[start of THE INPUT]

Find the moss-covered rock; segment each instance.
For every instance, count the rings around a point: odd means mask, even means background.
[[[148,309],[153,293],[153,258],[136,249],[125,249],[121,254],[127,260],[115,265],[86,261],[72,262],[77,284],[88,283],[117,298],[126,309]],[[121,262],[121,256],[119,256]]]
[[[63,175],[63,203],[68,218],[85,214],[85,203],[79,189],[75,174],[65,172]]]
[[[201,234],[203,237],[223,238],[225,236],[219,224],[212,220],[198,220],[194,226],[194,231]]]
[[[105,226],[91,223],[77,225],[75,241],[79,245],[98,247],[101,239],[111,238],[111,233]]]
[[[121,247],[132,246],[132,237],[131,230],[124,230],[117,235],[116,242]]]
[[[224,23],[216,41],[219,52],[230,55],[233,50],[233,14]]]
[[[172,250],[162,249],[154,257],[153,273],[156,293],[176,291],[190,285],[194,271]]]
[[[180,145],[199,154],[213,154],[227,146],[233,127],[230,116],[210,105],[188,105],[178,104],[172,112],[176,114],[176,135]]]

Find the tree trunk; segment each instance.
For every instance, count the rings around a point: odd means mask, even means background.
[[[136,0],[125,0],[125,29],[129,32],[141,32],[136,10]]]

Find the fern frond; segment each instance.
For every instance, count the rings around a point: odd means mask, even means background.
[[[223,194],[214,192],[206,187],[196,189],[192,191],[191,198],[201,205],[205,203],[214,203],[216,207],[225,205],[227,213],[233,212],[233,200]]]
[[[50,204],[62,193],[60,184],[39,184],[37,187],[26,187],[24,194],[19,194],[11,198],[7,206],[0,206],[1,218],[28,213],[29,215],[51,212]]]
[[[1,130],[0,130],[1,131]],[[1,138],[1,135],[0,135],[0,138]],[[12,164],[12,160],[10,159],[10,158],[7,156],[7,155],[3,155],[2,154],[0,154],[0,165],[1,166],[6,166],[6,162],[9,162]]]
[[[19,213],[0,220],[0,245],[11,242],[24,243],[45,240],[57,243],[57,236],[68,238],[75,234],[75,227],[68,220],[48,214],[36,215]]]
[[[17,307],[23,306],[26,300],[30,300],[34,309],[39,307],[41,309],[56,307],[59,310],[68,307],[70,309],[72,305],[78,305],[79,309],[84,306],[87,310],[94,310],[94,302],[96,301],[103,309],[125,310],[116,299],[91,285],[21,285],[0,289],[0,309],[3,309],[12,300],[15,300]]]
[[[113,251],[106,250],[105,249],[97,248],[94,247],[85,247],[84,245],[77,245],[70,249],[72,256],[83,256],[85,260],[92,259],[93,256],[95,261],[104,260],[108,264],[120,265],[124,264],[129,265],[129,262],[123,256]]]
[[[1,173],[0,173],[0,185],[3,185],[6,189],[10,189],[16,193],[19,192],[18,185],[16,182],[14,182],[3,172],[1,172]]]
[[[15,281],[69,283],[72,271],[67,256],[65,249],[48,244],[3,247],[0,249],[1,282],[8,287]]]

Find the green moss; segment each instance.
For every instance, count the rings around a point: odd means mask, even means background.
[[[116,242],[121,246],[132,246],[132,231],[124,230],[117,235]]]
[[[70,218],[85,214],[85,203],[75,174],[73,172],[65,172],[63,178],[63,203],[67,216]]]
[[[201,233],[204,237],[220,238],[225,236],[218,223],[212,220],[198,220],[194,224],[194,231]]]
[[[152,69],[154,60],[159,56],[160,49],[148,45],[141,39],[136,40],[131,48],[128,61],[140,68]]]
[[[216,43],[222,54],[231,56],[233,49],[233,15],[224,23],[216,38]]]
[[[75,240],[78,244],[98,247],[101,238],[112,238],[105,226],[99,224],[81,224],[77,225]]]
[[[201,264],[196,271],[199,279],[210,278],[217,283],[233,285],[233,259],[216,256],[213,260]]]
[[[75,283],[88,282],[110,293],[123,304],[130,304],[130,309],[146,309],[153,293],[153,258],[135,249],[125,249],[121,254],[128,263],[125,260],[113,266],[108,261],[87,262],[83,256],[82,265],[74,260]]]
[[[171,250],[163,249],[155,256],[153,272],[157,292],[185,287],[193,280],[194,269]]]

[end of THE INPUT]

REQUIRED TASK: Pick out every line of the data above that contains the string "segment", matching case exactly.

EXPECTED ANSWER:
Find the moss-covered rock; segment each instance.
Find the tree trunk; segment each instance.
Find the fern frond; segment each instance.
Find the green moss; segment each instance.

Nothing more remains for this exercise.